(Pointing dataset records)
--

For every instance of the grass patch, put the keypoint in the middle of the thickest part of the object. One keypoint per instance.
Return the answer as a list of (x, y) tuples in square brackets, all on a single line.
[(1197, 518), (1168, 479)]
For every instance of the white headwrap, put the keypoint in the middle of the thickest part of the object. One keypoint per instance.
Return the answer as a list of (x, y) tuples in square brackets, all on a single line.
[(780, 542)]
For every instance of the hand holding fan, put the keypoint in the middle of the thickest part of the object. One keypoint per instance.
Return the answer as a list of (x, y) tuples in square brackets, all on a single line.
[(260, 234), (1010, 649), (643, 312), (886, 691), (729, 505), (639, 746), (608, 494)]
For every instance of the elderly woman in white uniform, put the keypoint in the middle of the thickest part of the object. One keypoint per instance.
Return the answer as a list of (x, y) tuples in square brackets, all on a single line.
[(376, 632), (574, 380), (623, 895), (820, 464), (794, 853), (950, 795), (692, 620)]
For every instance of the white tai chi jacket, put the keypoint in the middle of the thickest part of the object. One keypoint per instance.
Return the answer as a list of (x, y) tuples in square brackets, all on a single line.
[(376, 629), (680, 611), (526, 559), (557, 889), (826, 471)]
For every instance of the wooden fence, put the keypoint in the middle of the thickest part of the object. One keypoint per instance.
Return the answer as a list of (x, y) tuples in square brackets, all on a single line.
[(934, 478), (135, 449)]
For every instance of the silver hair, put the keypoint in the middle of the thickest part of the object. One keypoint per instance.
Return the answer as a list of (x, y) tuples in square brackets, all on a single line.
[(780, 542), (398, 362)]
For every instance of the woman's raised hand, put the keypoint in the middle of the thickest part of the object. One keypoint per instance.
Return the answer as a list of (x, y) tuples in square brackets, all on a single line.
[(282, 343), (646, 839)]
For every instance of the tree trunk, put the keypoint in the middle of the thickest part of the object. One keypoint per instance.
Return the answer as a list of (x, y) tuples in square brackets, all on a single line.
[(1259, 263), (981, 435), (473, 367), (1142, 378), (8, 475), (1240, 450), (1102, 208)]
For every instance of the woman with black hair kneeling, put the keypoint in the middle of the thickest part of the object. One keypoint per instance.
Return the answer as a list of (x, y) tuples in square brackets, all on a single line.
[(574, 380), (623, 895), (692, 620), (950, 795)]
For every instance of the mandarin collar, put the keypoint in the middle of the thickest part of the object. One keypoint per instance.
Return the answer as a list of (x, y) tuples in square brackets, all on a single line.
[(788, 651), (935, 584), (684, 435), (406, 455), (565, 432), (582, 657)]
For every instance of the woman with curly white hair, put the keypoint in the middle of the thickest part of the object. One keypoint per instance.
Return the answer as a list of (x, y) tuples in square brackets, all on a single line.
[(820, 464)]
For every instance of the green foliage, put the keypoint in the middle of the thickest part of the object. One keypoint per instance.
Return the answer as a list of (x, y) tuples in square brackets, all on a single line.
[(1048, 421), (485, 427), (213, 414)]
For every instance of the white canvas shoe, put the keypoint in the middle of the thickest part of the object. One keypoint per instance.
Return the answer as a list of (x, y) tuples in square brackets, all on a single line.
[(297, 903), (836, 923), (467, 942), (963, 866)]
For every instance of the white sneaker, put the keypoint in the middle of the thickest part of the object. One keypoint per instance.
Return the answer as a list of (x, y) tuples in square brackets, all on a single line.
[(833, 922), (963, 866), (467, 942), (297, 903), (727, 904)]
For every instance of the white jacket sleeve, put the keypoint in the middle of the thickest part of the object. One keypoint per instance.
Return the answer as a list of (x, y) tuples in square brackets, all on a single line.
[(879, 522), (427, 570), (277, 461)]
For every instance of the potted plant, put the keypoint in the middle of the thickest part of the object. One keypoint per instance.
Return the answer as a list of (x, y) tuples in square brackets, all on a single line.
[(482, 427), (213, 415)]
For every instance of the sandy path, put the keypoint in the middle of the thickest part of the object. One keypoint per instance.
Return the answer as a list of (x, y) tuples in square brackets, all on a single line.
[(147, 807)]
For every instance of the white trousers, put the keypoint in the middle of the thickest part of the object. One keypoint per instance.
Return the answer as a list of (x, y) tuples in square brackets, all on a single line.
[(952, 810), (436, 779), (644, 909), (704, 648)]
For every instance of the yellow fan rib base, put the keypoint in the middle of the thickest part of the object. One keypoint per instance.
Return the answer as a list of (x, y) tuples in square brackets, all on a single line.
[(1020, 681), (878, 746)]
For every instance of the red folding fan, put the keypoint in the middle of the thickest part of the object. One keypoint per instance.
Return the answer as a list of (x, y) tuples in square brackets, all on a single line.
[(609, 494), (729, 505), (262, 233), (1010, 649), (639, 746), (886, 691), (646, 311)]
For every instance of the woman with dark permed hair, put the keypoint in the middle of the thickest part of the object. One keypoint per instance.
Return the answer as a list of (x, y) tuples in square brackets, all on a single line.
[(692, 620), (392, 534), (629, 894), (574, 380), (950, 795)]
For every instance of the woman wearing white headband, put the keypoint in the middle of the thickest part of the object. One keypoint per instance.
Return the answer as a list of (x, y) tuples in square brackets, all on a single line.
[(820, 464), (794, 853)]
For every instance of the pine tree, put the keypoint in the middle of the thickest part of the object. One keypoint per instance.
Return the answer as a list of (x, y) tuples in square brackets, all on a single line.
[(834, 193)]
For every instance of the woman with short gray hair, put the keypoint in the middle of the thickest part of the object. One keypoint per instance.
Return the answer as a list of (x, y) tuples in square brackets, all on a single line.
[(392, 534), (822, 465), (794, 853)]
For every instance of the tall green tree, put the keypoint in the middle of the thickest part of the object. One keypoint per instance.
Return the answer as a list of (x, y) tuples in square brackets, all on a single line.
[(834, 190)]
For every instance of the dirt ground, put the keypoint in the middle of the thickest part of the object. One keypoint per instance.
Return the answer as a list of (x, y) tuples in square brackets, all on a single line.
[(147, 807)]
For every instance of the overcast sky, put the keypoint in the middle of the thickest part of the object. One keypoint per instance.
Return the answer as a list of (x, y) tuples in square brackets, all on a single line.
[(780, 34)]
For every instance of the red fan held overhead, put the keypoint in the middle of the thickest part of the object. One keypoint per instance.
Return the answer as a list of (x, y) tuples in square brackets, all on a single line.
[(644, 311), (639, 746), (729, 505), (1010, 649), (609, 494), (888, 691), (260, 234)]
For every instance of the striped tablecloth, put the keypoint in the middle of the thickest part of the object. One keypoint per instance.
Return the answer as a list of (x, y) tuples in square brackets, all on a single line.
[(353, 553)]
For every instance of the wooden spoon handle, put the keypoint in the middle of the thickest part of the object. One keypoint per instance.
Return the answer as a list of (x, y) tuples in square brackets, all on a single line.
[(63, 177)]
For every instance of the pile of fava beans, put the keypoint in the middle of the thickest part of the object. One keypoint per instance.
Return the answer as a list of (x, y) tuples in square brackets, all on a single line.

--

**What is being asked:** Turn the records above into a Markdown table with a "No." column holding the row number and a "Line" column holding each line, skipping any blank lines.

**Output:**
| No. | Line |
|---|---|
| 1 | For every instance of the grass patch, put the keypoint in the middle of the thickest part of the object. One keypoint per instance. |
| 2 | Return the answer as a list of (x, y) tuples in square brackets, all on a single line. |
| 3 | [(1197, 518), (1168, 479)] |
| 4 | For every instance of the white headwrap, put the keypoint in the middle of the thickest part of the object. One keypoint per instance. |
| 5 | Return the answer as a list of (x, y) tuples in square brackets, all on a single line. |
| 6 | [(780, 542)] |
| 7 | For every instance of the hand holding fan, put the keypoint in the middle of the thickest part of the object. One keypoint per instance. |
| 8 | Return the answer as a list of (x, y) tuples in square brackets, all on a single line. |
| 9 | [(260, 234), (1010, 649), (643, 312), (886, 691), (729, 505), (639, 746), (608, 494)] |
| 10 | For every instance of the elderly woman in white uniform, put the keypoint in the middle of the thickest part of the object. One keypoint per instance. |
| 11 | Return the answer as a list of (x, y) tuples in square brackets, all on a single line. |
| 12 | [(376, 632), (574, 380), (623, 895), (820, 464), (794, 853), (950, 795), (692, 620)] |
| 13 | For every instance of the white tai chi jacket, put the keypoint in the middle of the thickest part of the object. One keypoint per instance. |
| 14 | Return the answer as a list of (x, y) tuples in square brackets, all on a single line. |
| 15 | [(376, 629), (680, 611), (526, 559), (557, 889), (826, 471)] |
| 16 | For every instance of the wooden fence, put the keypoint in the middle of the thickest part of the object. One keypoint per instance. |
| 17 | Return the answer as a list of (x, y) tuples in square brackets, all on a single line. |
| 18 | [(934, 478), (135, 449)] |
| 19 | For every instance of the silver hair, put the keypoint in the middle of the thickest part of the object. One keypoint per instance. |
| 20 | Return the answer as a list of (x, y) tuples in square brackets, all on a single line. |
| 21 | [(780, 542), (398, 362)] |
| 22 | For every instance of the woman's raised hand, put the keypoint in the middle of the thickest part of the object. One keypoint per instance. |
| 23 | Return the answer as a list of (x, y) tuples in square brackets, all on a single line. |
| 24 | [(282, 343), (646, 839)] |
| 25 | For every instance of the tree trunk, put the keypoint in the middle of the thickest part of the object. One keypoint per instance. |
| 26 | Return the answer as a list of (x, y) tuples in square brackets, all on a single line. |
| 27 | [(1259, 263), (981, 435), (473, 367), (1142, 378), (8, 475), (1240, 450), (1102, 208)] |
| 28 | For every instance of the woman with black hair kneeling, put the keypoint in the middle of the thickest part of the object. One keypoint per instance. |
| 29 | Return the answer as a list of (x, y) tuples in square brackets, all on a single line. |
| 30 | [(574, 380), (623, 895), (692, 620), (950, 795)] |
| 31 | For every instance of the mandarin collar, put the keypoint in the middle of the thickest part of the object. One keypoint per instance. |
| 32 | Return the answer as a list of (x, y) tuples in square brackets, all on a single line. |
| 33 | [(788, 651), (935, 584), (684, 435), (406, 455), (565, 432), (582, 657)] |
| 34 | For every instance of the woman with curly white hair, put the keypoint in the middle of the thickest part of the object. One keypoint per instance. |
| 35 | Return the answer as a list of (x, y) tuples in square brackets, all on a single line. |
| 36 | [(820, 464)] |
| 37 | For every instance of the green foliage, put the keypoint in the middle of the thickest part of the object. One keypoint per instance. |
| 38 | Return the answer as a list of (x, y) tuples in square brackets, all on a single line. |
| 39 | [(1048, 421), (485, 427), (213, 414)] |
| 40 | For every instance of the white canvas shoe, put the keypoint in the middle of the thickest part of the object. One keypoint per instance. |
| 41 | Return the answer as a list of (x, y) tuples in square brackets, all on a single line. |
| 42 | [(297, 903), (836, 923), (467, 942), (963, 866)] |
| 43 | For every instance of the white sneaker, put the keypoint in the middle of the thickest part of the object. One keypoint per instance. |
| 44 | Return the answer as a list of (x, y) tuples in square brackets, all on a single line. |
| 45 | [(833, 922), (963, 866), (467, 942), (297, 903), (727, 904)] |
| 46 | For every instance of the white jacket sleeve, put the keypoint in the middle of the thickest part of the object. One keypoint per instance. |
| 47 | Return the answer as a list of (x, y) tuples in square brackets, all on a single line. |
| 48 | [(879, 522), (427, 570), (277, 461)] |
| 49 | For every instance of the potted plant, put the keypoint in the middle of the thickest part of the object. One keypoint per instance. |
| 50 | Return the answer as a list of (x, y) tuples in square brackets, all on a single line. |
| 51 | [(482, 427), (213, 415)] |
| 52 | For every instance of the sandy path, put the keypoint in the middle of the thickest part of the object. One keypoint per instance. |
| 53 | Return the answer as a list of (x, y) tuples in square brackets, all on a single line. |
| 54 | [(147, 807)] |
| 55 | For every instance of the white trousers, put the keypoint in the middle of the thickest part of the object. One keypoint per instance. |
| 56 | Return the answer as a list of (x, y) tuples in square brackets, all on a single line. |
| 57 | [(952, 810), (436, 779), (644, 909), (704, 648)] |
| 58 | For every instance of the yellow fan rib base, put the keypoint in the middle of the thickest part of the object. One keypoint per instance. |
| 59 | Return the answer as a list of (x, y) tuples in square brackets, all on a single line. |
| 60 | [(1020, 681), (878, 746)] |
| 61 | For every instance of the red folding fan, put the keypoint in the middle of the thickest part of the object. One keypoint per instance. |
| 62 | Return the answer as a list of (x, y) tuples in square brackets, all on a single line. |
| 63 | [(609, 494), (729, 505), (262, 233), (1010, 649), (639, 746), (886, 691), (646, 311)] |
| 64 | For every instance of the woman with dark permed hair, put the keypoint in the middle of the thickest part of the object. One keypoint per instance. |
| 65 | Return the answer as a list of (x, y) tuples in square brackets, all on a single line. |
| 66 | [(692, 620), (392, 534), (629, 894), (574, 380), (950, 795)] |
| 67 | For every instance of the woman wearing white headband, put the keypoint in the middle of the thickest part of the object. One keypoint per instance. |
| 68 | Return the answer as a list of (x, y) tuples in square brackets, all on a single line. |
| 69 | [(820, 464), (794, 853)] |
| 70 | For every instance of the pine tree, put the keypoint in the middle of the thickest part of the object. One keypoint per instance. |
| 71 | Return the answer as a list of (x, y) tuples in square brackets, all on a single line. |
| 72 | [(834, 193)] |
| 73 | For every instance of the woman with short gray hair, put the keypoint in the middle of the thickest part of the object. One keypoint per instance. |
| 74 | Return the answer as a list of (x, y) tuples in square brackets, all on a single line. |
| 75 | [(392, 534), (822, 465), (794, 853)] |
| 76 | For every instance of the tall green tree, put the keypoint in the middle of the thickest part of the object. One keypoint per instance. |
| 77 | Return the answer as a list of (x, y) tuples in square brackets, all on a single line. |
| 78 | [(834, 190)] |
| 79 | For every instance of the dirt ground, put the keypoint in the middle of the thickest part of the object. One keypoint per instance. |
| 80 | Return the answer as a list of (x, y) tuples in square brackets, all on a single line. |
| 81 | [(147, 807)] |
| 82 | For every instance of the overcast sky, put the keypoint in the middle of the thickest part of the object. One keypoint per instance. |
| 83 | Return the answer as a list of (x, y) tuples in square brackets, all on a single line. |
| 84 | [(780, 34)] |
| 85 | For every instance of the red fan held overhead, put the keypoint in the middle of the thickest part of the object. One keypoint per instance. |
| 86 | Return the answer as a list of (x, y) tuples in square brackets, all on a single line. |
| 87 | [(644, 311), (639, 746), (729, 505), (1010, 649), (609, 494), (888, 691), (260, 234)] |
| 88 | For every instance of the striped tablecloth, put the keypoint in the middle of the thickest part of the object. One keypoint per instance. |
| 89 | Return the answer as a list of (x, y) tuples in square brackets, all on a single line. |
| 90 | [(353, 553)] |
| 91 | For every instance of the wooden spoon handle, put the keypoint in the middle of the thickest part of the object. One keypoint per instance. |
| 92 | Return the answer as a list of (x, y) tuples in square brackets, all on a single line. |
| 93 | [(63, 177)] |
| 94 | For every instance of the pile of fava beans, put the keypoint in the middle of the thickest part of the object. One keypoint per instance. |
| 95 | Return the answer as a list of (x, y) tuples in square brackets, all on a single line. |